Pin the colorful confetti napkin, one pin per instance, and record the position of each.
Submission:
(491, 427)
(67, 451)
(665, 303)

# SHORT EXERCISE:
Reproduce every line of the data above, keeping all the wording unchanged. In the answers, multiply each coordinate by 0.5 and round it to a whole number, rounding halves up.

# REPLY TO THE TASK:
Pin the colorful confetti napkin, one pin per instance, and record the position of each.
Submission:
(246, 214)
(34, 226)
(333, 152)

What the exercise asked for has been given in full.